## WHAT IS EXPECTED
In the records from the line with "Given the above screenshot, where exactly is the tree?" to the line with "237, 11, 247]]", change every "Pinpoint" to "Locate" and give those lines again with nothing else altered.

______

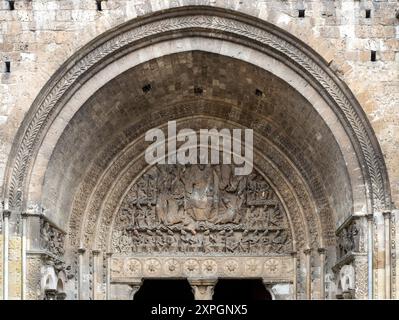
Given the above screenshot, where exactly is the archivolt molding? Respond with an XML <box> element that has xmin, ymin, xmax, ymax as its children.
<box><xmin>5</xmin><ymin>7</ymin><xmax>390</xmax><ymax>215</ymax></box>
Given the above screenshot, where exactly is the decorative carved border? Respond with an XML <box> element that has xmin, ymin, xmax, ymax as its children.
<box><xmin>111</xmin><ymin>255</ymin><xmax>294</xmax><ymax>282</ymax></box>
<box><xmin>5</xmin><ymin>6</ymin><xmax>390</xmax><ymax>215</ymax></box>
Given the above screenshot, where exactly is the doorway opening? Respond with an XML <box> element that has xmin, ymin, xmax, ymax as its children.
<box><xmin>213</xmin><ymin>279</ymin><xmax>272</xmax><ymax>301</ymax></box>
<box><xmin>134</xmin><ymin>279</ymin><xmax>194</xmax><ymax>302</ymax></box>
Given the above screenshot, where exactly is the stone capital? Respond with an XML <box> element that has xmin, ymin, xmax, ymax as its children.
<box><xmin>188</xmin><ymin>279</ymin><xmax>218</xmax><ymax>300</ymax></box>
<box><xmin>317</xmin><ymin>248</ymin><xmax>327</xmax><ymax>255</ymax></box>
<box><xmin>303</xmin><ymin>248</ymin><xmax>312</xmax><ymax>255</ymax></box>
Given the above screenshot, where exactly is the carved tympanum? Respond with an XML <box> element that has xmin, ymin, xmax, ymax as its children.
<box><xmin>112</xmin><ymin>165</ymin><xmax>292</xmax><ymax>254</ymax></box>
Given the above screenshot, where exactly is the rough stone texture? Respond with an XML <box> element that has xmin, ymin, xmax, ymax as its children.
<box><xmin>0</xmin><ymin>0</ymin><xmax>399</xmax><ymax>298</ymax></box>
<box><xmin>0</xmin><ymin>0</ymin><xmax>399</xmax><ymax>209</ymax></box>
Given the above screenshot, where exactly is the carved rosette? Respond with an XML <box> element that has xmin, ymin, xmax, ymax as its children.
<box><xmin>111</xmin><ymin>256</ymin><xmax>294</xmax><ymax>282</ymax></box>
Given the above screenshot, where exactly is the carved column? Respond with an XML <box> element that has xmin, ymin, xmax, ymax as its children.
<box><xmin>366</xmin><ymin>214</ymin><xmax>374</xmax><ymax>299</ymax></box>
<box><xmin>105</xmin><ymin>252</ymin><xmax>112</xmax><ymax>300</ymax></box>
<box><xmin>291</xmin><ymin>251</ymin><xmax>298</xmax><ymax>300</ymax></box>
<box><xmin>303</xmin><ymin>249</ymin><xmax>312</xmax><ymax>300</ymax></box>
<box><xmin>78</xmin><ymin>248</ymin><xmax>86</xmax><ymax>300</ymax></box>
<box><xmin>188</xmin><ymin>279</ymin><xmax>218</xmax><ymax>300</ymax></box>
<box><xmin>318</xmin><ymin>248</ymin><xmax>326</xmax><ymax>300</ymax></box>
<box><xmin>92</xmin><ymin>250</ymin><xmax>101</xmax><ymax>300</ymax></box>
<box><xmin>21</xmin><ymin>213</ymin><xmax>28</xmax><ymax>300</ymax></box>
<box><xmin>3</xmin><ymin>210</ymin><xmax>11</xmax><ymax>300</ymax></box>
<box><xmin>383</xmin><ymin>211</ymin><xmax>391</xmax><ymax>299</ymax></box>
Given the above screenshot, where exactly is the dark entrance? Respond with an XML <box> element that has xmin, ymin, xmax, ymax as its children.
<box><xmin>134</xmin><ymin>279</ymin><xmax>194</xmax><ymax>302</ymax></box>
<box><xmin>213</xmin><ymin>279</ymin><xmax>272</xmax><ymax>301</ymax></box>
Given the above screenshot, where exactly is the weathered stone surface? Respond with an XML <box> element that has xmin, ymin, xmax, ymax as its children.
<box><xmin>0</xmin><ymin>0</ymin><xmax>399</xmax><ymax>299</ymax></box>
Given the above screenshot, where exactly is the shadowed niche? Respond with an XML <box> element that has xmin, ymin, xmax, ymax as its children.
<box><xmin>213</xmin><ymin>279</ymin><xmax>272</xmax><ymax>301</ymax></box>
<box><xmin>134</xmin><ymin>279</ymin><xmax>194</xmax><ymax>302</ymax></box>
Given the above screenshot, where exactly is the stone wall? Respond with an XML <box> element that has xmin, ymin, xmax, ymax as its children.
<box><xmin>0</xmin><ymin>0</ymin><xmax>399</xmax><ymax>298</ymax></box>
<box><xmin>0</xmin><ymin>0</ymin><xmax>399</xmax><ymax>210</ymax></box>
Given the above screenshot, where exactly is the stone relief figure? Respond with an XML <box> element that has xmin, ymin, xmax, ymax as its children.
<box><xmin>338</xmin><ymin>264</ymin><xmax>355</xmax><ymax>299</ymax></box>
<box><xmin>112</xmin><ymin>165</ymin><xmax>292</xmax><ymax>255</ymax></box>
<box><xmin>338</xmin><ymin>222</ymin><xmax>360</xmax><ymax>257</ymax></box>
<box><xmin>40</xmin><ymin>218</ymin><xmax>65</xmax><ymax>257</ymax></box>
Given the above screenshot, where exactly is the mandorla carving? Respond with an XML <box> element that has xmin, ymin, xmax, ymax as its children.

______

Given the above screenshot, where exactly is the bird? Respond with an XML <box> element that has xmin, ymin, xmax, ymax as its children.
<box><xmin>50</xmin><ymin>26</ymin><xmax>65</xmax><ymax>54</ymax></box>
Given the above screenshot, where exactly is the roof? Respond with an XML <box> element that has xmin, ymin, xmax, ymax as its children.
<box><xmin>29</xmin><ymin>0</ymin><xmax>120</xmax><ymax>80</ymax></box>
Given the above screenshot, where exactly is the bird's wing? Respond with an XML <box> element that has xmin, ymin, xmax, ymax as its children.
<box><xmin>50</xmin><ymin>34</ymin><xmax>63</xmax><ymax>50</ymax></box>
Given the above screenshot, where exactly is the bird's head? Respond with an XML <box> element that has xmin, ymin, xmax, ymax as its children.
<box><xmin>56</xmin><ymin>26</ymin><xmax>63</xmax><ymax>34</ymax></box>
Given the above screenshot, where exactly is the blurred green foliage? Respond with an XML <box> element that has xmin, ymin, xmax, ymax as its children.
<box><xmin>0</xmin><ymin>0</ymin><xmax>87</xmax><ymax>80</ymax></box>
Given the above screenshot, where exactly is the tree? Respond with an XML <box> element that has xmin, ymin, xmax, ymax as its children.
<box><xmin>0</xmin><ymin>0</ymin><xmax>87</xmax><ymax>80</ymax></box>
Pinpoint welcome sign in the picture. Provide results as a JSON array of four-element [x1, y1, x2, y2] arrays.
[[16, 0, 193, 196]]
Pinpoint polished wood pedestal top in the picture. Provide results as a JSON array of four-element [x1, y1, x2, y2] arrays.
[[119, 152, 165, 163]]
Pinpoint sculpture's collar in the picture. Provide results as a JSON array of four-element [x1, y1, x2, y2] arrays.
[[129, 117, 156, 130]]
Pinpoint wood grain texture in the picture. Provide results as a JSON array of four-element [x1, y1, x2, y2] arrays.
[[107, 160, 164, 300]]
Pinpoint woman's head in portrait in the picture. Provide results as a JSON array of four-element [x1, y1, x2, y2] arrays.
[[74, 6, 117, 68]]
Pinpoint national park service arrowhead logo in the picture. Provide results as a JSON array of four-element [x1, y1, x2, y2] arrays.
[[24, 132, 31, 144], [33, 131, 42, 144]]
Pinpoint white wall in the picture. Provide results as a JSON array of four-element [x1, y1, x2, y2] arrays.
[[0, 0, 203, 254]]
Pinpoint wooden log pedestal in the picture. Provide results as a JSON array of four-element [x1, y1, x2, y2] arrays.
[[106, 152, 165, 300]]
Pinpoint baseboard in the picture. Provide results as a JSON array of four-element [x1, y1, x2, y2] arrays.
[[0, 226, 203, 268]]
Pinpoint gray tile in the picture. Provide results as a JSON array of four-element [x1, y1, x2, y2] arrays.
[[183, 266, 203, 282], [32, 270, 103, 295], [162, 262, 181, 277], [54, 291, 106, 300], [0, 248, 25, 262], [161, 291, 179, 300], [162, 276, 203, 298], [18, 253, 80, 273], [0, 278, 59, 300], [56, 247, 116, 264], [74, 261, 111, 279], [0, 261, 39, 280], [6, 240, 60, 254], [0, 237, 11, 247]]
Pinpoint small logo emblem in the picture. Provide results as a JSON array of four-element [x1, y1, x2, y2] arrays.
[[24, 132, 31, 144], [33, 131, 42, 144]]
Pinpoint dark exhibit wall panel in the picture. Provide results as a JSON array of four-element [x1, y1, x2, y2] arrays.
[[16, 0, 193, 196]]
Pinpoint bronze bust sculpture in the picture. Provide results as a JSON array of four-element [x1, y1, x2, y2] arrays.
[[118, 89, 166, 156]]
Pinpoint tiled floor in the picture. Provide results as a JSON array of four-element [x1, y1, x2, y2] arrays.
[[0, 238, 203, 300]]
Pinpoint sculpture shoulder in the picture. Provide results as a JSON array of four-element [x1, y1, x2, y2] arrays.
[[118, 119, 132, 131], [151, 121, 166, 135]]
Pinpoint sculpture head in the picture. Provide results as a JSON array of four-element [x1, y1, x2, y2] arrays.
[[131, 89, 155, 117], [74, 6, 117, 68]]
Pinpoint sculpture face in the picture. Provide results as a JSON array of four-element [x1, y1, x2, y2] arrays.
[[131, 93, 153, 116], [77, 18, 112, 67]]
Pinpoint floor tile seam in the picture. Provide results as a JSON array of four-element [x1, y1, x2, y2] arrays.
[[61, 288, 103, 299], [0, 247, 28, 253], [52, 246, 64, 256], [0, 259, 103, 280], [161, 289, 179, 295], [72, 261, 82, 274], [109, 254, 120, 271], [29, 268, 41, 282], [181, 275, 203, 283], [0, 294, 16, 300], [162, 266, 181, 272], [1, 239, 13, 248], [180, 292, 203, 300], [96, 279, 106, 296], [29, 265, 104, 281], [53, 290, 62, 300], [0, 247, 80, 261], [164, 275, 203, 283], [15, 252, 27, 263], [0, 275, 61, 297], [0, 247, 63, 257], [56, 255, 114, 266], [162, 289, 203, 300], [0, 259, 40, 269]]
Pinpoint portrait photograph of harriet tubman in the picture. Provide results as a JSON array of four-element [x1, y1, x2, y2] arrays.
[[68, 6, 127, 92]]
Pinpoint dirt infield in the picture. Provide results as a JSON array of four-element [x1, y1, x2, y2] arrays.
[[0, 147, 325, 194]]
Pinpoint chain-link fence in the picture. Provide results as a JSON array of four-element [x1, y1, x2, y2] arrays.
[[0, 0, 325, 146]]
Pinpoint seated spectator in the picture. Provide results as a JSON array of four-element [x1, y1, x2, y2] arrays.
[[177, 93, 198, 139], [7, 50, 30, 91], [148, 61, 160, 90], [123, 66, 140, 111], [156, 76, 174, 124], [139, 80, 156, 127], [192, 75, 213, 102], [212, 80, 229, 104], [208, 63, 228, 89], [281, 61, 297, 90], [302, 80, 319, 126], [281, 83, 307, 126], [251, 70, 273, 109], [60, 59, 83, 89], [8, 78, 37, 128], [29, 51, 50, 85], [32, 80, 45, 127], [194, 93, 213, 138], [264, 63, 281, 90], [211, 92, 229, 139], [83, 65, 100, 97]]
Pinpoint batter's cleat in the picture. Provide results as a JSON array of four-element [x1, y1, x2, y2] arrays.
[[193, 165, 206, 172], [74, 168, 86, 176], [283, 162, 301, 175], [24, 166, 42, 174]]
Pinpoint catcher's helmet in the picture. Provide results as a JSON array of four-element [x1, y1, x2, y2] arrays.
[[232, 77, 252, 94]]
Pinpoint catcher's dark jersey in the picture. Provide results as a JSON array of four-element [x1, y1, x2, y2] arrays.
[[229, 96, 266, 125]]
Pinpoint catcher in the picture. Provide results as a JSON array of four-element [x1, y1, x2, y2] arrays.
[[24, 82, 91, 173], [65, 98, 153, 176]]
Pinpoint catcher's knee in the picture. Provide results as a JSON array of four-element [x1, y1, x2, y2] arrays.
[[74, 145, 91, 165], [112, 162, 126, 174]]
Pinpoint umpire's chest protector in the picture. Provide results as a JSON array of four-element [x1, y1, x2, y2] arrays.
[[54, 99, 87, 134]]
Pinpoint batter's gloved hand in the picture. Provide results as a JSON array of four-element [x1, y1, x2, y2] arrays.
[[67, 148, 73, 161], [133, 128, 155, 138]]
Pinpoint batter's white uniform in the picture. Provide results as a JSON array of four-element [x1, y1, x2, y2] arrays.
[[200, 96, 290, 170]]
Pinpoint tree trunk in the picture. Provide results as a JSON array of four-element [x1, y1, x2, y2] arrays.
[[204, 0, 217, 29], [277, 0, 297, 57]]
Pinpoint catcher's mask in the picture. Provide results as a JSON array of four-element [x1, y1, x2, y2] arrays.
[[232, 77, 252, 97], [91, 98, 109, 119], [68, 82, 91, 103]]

______

## RESPONSE BELOW
Given the above screenshot, where exactly is the tree? Respond with an XML <box> element that has xmin, ymin, xmax, ymax as its children.
<box><xmin>0</xmin><ymin>0</ymin><xmax>87</xmax><ymax>80</ymax></box>
Locate welcome sign in the picture. Provide results as a JSON array of four-element [x1, y1, x2, y2] arrays.
[[16, 0, 193, 196]]
Locate polished wood pedestal top in the picture. Provide results as a JSON array of four-element [x1, y1, x2, y2] arrays.
[[119, 152, 165, 163]]
Locate sculpture's collar in the picture. Provide results as a JSON array of four-element [x1, y1, x2, y2] arrays.
[[129, 117, 156, 130]]
Locate wood grain texture in the picture. Provide results as a JSON array of four-element [x1, y1, x2, y2] arrays.
[[107, 160, 164, 300]]
Locate woman's head in portrait in the picture. Provide results as a JSON array of four-element [x1, y1, x2, y2] arrays.
[[74, 6, 117, 68]]
Locate national park service arrowhead logo in the picture. Provide results as a JSON array of four-element [x1, y1, x2, y2] arrays.
[[24, 132, 31, 144], [33, 131, 42, 144]]
Locate white wall in the picture. Provide results as a JSON array of four-element [x1, y1, x2, y2] arrays.
[[0, 0, 203, 254]]
Locate wooden log pedestal in the picture. Provide results as a JSON array of four-element [x1, y1, x2, y2] arrays.
[[106, 152, 165, 300]]
Locate baseboard in the picture. Provide results as a JSON array of four-element [x1, y1, x2, y2] arrays.
[[0, 226, 203, 268]]
Locate gray tile in the picture. Provide results as a JSON array of four-element [x1, y1, x2, y2] arrays.
[[183, 266, 203, 282], [32, 270, 103, 295], [162, 262, 181, 277], [54, 291, 106, 300], [0, 248, 25, 262], [161, 291, 179, 300], [162, 276, 203, 298], [18, 253, 80, 273], [0, 278, 59, 300], [56, 247, 116, 264], [74, 261, 111, 279], [0, 261, 39, 280], [6, 240, 60, 254], [0, 237, 11, 247]]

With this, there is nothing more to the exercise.